THE RECORDS:
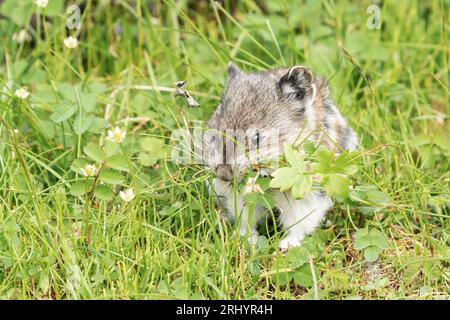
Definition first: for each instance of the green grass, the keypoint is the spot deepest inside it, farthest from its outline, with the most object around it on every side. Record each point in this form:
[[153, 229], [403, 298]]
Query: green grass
[[170, 241]]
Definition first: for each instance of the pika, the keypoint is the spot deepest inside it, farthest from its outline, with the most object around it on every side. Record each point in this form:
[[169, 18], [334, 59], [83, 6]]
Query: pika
[[292, 102]]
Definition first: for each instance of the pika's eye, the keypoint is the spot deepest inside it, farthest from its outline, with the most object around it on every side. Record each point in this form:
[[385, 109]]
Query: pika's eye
[[256, 140]]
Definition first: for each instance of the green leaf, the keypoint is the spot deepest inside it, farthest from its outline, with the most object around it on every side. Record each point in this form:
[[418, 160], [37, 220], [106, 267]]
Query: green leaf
[[362, 239], [54, 8], [372, 242], [324, 158], [377, 238], [118, 162], [284, 178], [111, 176], [336, 185], [97, 87], [68, 92], [88, 101], [111, 148], [371, 253], [63, 111], [279, 274], [293, 158], [80, 188], [98, 125], [94, 152], [309, 147], [103, 193], [153, 146], [304, 277], [297, 257], [82, 124], [18, 11], [302, 187], [77, 164], [145, 159]]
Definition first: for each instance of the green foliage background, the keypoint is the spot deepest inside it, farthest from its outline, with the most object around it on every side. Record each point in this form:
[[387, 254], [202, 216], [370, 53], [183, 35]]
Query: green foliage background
[[388, 239]]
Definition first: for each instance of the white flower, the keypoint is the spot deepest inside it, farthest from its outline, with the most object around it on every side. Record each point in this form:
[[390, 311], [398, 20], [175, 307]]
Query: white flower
[[41, 3], [252, 186], [22, 93], [128, 195], [71, 42], [117, 135], [89, 170], [21, 36]]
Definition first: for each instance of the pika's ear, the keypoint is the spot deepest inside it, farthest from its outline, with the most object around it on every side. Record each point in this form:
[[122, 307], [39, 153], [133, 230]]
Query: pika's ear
[[233, 70], [297, 84]]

DESCRIPTION OF THE TASK: Write out again exactly the lines that run from the one holding "Query: green leaf" through the last line of the data; omit all other lines.

SOLUTION TO THIS TASK:
Query: green leaf
[[362, 239], [54, 8], [372, 242], [324, 158], [377, 238], [118, 162], [284, 178], [111, 176], [336, 185], [97, 87], [68, 92], [88, 101], [111, 148], [371, 253], [63, 111], [279, 274], [293, 158], [80, 188], [98, 125], [94, 152], [309, 147], [103, 193], [153, 146], [304, 277], [297, 257], [82, 124], [18, 11], [302, 187], [77, 164], [145, 159]]
Definition first: for each instance of the green foliage background, the keypoint is the spot deepest inside it, farthest from its outline, with the most object around it on every side. Record each point in this form:
[[387, 254], [202, 216], [370, 53], [183, 35]]
Query: green foliage background
[[388, 239]]
Definition first: for each instance of the white flower, the keypoint is the spot deepest inside it, farthest from its outline, with the most object around it on every side. Record each point in this form:
[[390, 311], [398, 20], [175, 307]]
Query: white flower
[[41, 3], [252, 186], [22, 93], [128, 195], [71, 42], [117, 135], [89, 170], [21, 36]]
Definition first: for each instance of the pika's ear, the keypoint is the spot deepest inside it, farthest from its outline, with the most object around it on every side. Record each point in this form:
[[122, 307], [39, 153], [133, 230]]
Query: pika's ear
[[233, 70], [297, 84]]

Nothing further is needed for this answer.